> _TEXT BLOCK_
···

Freckle and hide
"Freckleface! freckleface!" the other kids would point to me and laugh. I know their words did not come from a loving place. Let's face it, kids are mean.
I was very self-conscious about my freckled face. And who could blame me? Let's review my role models: Howdy Doody, Pippi Longstocking, Alfred E. Neuman. Even adults were vague: "Aww, look at his freckles." Did that mean "Aww, look how adorable he is" or "Aww, I know a surgeon who can take care of that"?



What, me worry?
I strongly identified with kids who had measles or chicken pox. When I was 8 I heard that I could get rid of my freckles by rubbing lemon juice on my skin. So I took the bottle of ReaLemon from my parents' fridge, went into the bathroom, and washed my face with the juice. I swore the freckles faded, but ultimately all I got was burning skin and a sore behind for using up all the lemon juice. I resigned myself to living with my affliction.
Over time the freckles faded and I stopped feeling like a leper. But this week I passed a sign on Grand Street that resurrected my pain of living with freckles.

Sal's establishment, which straddles Chinatown and Little Italy, is attached to a nail salon. Now, I have some questions. Is Sal a petite Asian lady or an old Italian man? Is the freckle removed by scraping it off with a nail tip? Does Sal need a professional license to practice freckle removal? If you want to have more than one freckle removed does Sal send you to Cousin Tony's Professional Removal of Freckles? Is freckling considered so unsightly in the Asian and Italian communities that they need a storefront dedicated to it?

···

> _RECORDS SUPPLIED_

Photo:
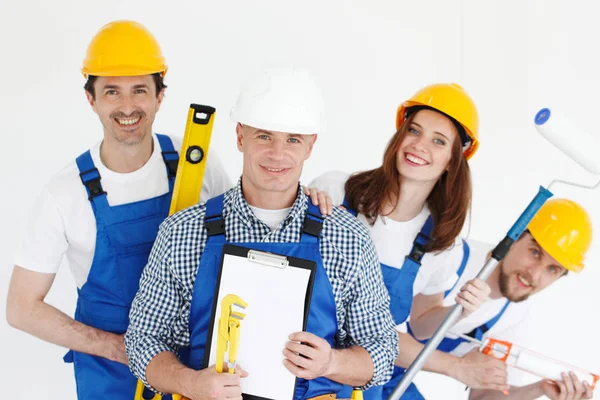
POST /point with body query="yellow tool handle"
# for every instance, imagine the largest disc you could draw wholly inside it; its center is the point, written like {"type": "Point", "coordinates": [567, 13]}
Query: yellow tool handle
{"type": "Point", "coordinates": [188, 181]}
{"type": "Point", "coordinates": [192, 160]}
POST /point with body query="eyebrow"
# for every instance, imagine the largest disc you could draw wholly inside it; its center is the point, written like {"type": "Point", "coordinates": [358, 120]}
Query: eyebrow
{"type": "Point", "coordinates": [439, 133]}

···

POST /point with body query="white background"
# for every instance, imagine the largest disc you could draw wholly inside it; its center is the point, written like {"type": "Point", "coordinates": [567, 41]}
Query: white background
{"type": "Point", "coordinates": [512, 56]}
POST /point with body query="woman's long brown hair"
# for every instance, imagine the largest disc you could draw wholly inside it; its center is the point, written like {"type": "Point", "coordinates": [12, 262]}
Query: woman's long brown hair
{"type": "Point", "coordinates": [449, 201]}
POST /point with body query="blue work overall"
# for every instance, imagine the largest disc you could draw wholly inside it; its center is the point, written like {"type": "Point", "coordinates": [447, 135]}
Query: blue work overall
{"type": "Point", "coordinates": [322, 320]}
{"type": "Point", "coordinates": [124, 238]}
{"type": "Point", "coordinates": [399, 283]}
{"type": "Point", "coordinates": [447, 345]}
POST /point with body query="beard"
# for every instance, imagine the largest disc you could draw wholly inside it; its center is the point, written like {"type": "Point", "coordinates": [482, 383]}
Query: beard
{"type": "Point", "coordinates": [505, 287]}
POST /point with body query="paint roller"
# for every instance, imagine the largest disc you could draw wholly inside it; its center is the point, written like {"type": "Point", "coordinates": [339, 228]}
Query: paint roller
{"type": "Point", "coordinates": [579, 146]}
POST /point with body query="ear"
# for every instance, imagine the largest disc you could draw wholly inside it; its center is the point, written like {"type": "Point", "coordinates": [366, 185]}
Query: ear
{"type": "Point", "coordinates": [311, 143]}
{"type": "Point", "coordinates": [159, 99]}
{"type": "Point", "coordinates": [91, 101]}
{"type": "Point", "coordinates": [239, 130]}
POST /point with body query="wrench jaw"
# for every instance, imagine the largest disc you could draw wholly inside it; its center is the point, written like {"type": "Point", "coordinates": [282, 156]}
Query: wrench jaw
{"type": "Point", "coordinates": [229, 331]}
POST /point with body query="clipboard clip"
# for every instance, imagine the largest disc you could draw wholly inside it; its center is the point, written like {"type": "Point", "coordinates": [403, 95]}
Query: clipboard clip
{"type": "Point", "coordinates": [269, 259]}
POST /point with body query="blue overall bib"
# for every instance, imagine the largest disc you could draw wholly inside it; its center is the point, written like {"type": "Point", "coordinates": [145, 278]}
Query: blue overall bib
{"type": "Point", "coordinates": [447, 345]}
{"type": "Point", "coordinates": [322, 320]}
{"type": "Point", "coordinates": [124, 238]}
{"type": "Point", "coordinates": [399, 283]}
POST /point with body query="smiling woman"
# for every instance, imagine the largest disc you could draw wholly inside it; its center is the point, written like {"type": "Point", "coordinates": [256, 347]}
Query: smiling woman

···

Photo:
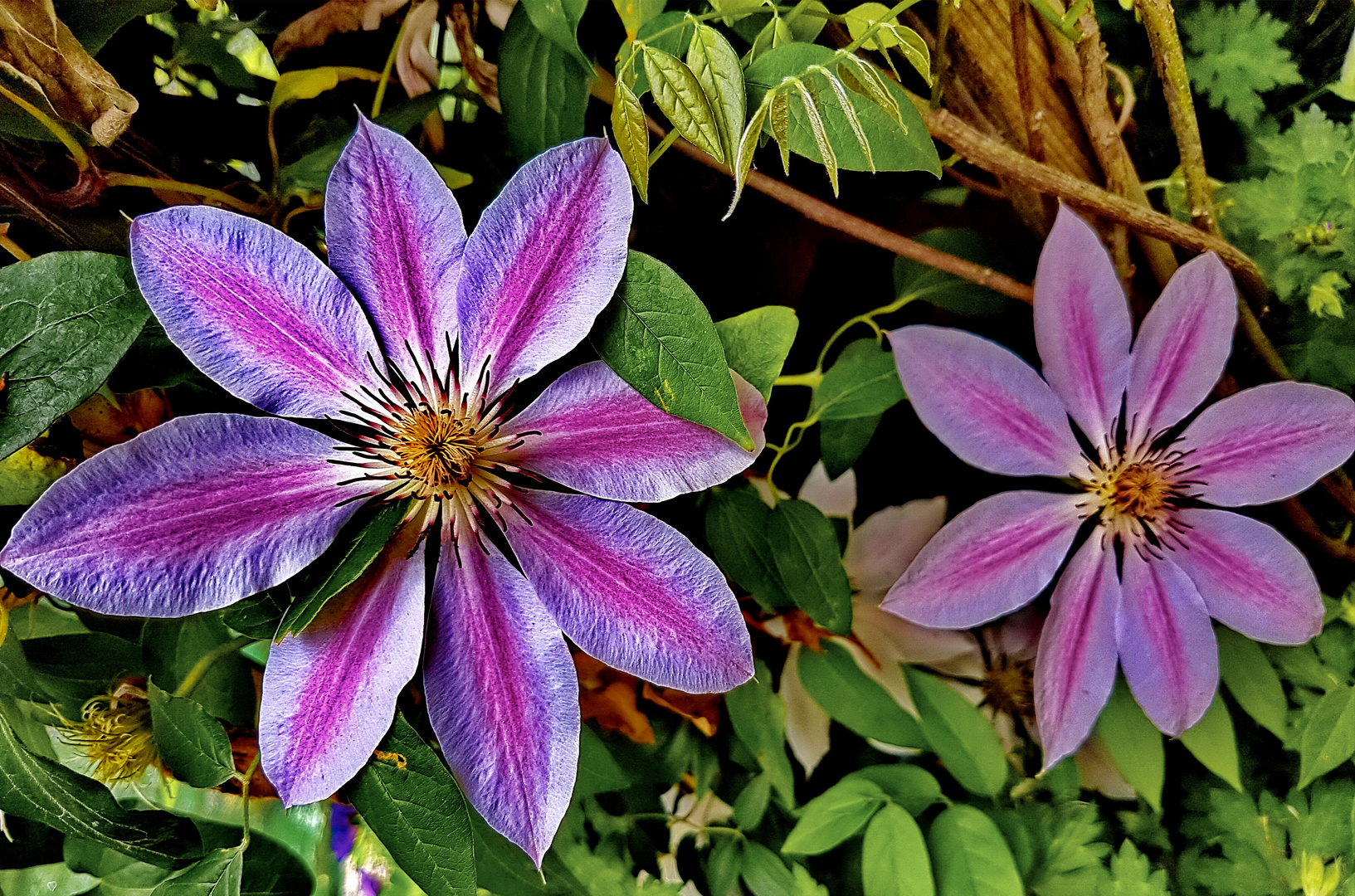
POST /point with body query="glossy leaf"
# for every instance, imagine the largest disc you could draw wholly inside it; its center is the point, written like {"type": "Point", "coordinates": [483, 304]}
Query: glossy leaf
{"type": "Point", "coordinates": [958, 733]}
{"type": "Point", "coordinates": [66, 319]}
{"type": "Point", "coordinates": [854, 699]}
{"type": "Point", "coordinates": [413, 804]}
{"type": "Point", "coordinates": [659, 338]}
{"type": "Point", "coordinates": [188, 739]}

···

> _WHAT TO WORK ON_
1) In the essay about freckles, what did the writer rub on their face at age 8 to try to get rid of the freckles?
2) Pick up the essay about freckles after its last sentence and keep writing it.

> _RESPONSES FOR EACH TASK_
1) Lemon juice from a bottle of ReaLemon taken from the parents' fridge.

2)
I don't know the answers, but I have an idea. Sal is an old Italian man who does things the old-fashioned way. "Come here and sit down, sonny," he says to me. "Wait here. I'll be right back." Then he shuffles off to the back of the store and calls to his wife Anna, "Cara, bring me the lemon juice!"





4 Comments:
awww, i haven't seen pippi longstocking since i lived in helsinki, and had two some precocious cousins who made me wear a pippi longstocking wig when they played. they were three and four, i was thirty. and i'd stay clear of sal's freckle service. i'm just sayin'.
Precocious? Son, you've been punk'd!
Wow, I did not know people actually talked about getting rid of there freckles. I gave in to destiny an just live with them. Now I see all these adds about them having the technology to remove them and I 'm like okay how much will this cost and what why the hell nobody came out with this years before?
One things for sure, having freckles growing up does 2 things for you. One you get teased and become the butt of jokes everywhere you go. Then there's 2, it will make you a tough kid growing up always getting in fist fights at school. It's like a boy growing up with the name Sue.